▶ _What you will do_
A) Translate this sentence from the RV rental thread into Spanish: "They actually rent out RVs for the owners when they're not using them."
B) Resume the RV rental thread from the point where it stops.

▶ _Given text_
START

# RV rental



## KW (Jan 25, 2006)

Anyone know of somewhere I could rent a trailer or 5th wheel preferably a bunkhouse, in the Houston area. Momma wants to rent before we buy, if possible. 
Thanks.


----------



## dbarham (Aug 13, 2005)

Mg trailer sales in clute is where I go

Sent from my SCH-I545 using Tapatalk


----------



## KW (Jan 25, 2006)

Thanks. I'll check in to them.


----------



## ibtbone (Oct 7, 2013)

on the north side, 45 north, north of beltway on west side of freeway there is a place that has a large varity of rentals, i cannot think of the name.


----------



## squidly (Sep 26, 2005)

Terry Vaugn RV's rents them ... we did the same thing rented before we bought.


----------



## Jerry-rigged (May 21, 2004)

squidly said:


> Terry Vaugn RV's rents them ... we did the same thing rented before we bought.


The Alvin Terry Vaugn no longer rents... At least they did not rent last fall. I don't know about other location.


----------



## wisslbritches (May 27, 2004)

ibtbone said:


> on the north side, 45 north, north of beltway on west side of freeway there is a place that has a large varity of rentals, i cannot think of the name.


These guys: http://www.americandreamvacations.net/index.php

I stopped in one day thinking they were a dealer they had so many units. They have an interesting system that benefits renters and owners. They actually rent out RVs for the owners when they're not using them. The owner get s a cut and company gets a cut. Kinda like a property management company for beach house rentals. Go by there on a Spring weekend and the lot is dang near empty.


----------



## texas skiffaroo (Oct 8, 2013)

END

Lines of data
START

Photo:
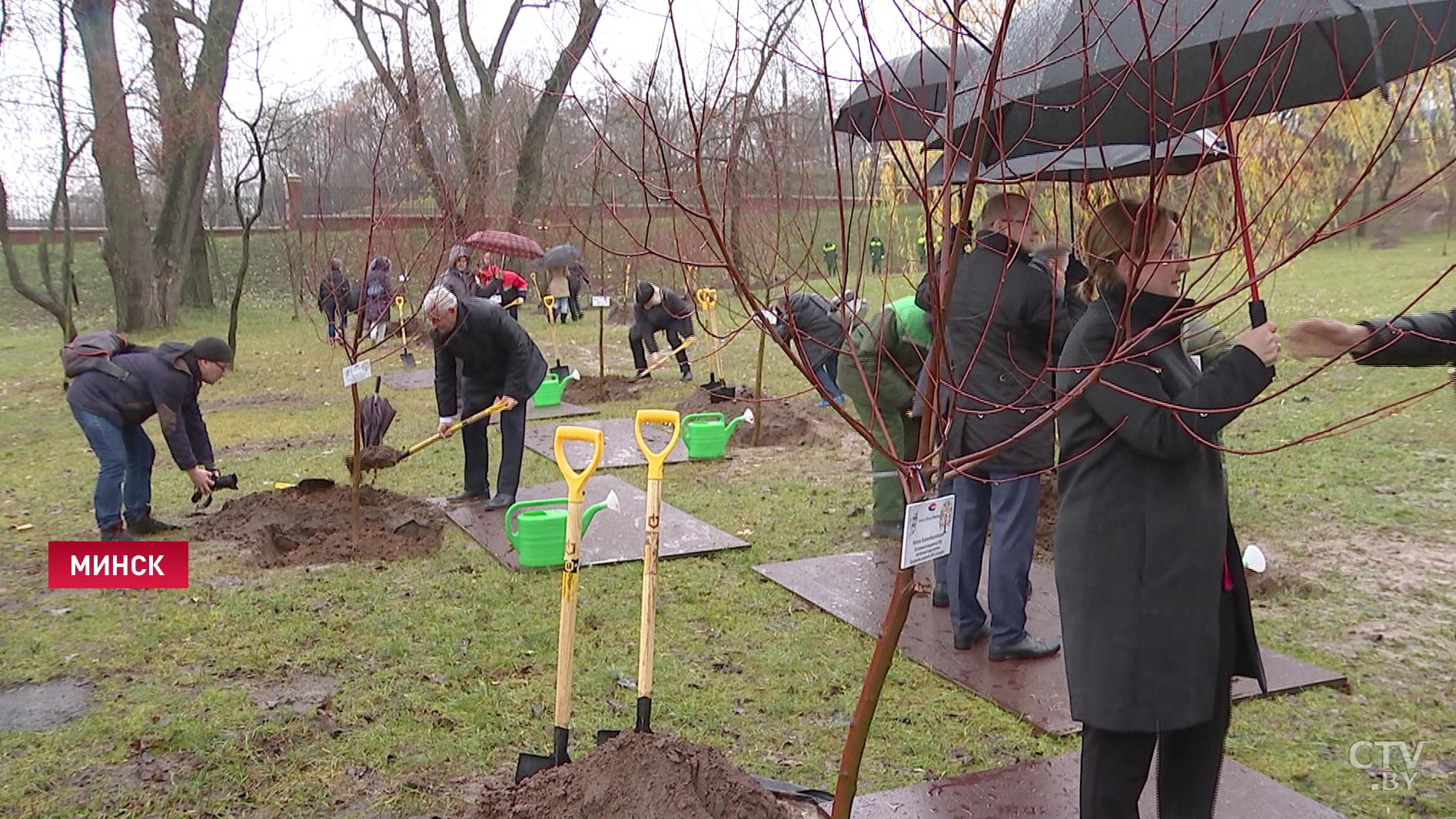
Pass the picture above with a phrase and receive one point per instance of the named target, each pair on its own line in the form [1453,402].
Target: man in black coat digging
[659,309]
[109,408]
[1005,324]
[498,361]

END

▶ _The responses_
A) De hecho, alquilan casas rodantes en nombre de los dueños cuando estos no las están usando.

B)
wisslbritches said:


> These guys: http://www.americandreamvacations.net/index.php
> 
> I stopped in one day thinking they were a dealer they had so many units. They have an interesting system that benefits renters and owners. They actually rent out RVs for the owners when they're not using them. The owner get s a cut and company gets a cut. Kinda like a property management company for beach house rentals. Go by there on a Spring weekend and the lot is dang near empty.


Thanks for the input.
Can any one recommend any other rv parks in Matty or POC?
I know they have some there, but has any one stayed in them and liked them.


----------



## Bluewaterbound (Aug 3, 2006)

texas skiffaroo said:


> Thanks for the input.
> Can any one recommend any other rv parks in Matty or POC?
> I know they have some there, but has any one stayed in them and liked them.


I highly recommend POC RV park : www.POCRV.com

110 Steve Street,
Port O'Connor, TX 77982
FOR RESERVATIONS CALL:
(361) 983-2484

The owners Donna and Darrell are great people and the park is only 4-5 years old.

My wife and I bring our 5th wheel down every year and keep it at the park from April thru October.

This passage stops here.